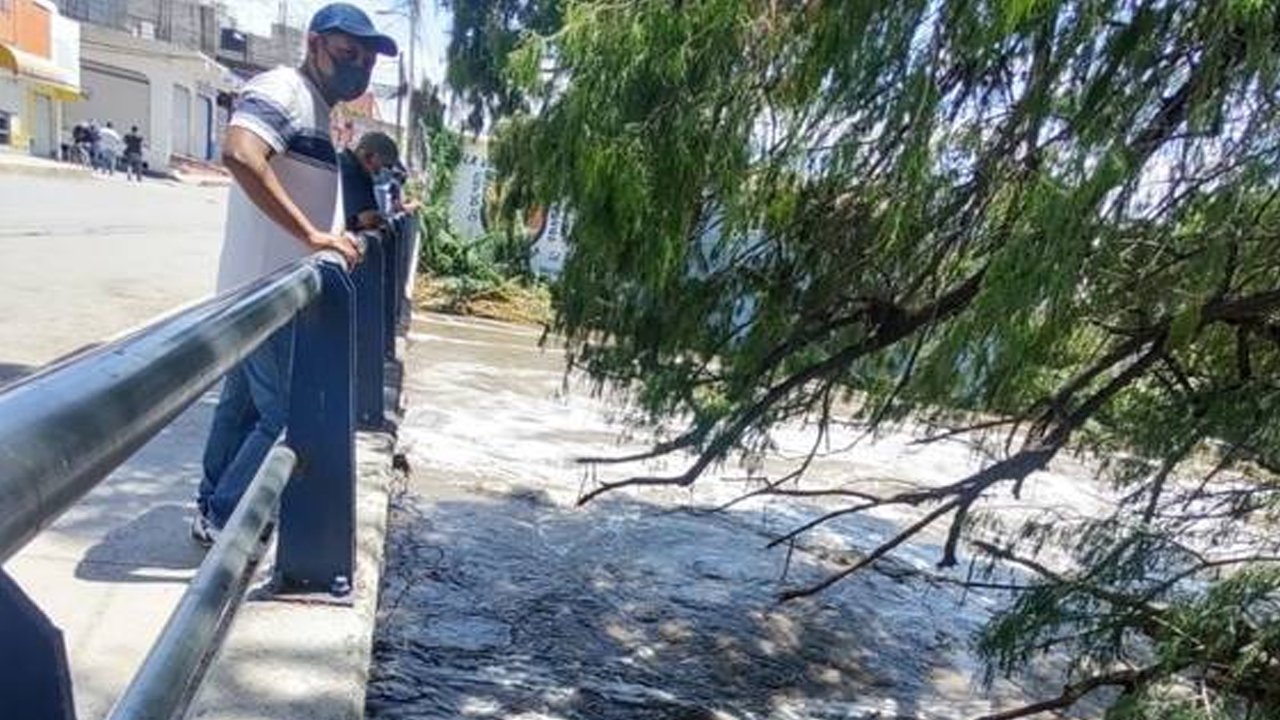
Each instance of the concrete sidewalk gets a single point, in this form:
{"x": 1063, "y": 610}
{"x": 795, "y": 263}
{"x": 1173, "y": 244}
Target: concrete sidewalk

▶ [What to do]: Please rewrite the material above with "concrete sidewalk" swapped for "paved walkway" everywhere it appears, keeping everything else the same and leaving out the pictures.

▶ [Written response]:
Each instance of the paved walkway gets a single point, in this form:
{"x": 1063, "y": 610}
{"x": 795, "y": 263}
{"x": 1173, "y": 244}
Target: paved walkway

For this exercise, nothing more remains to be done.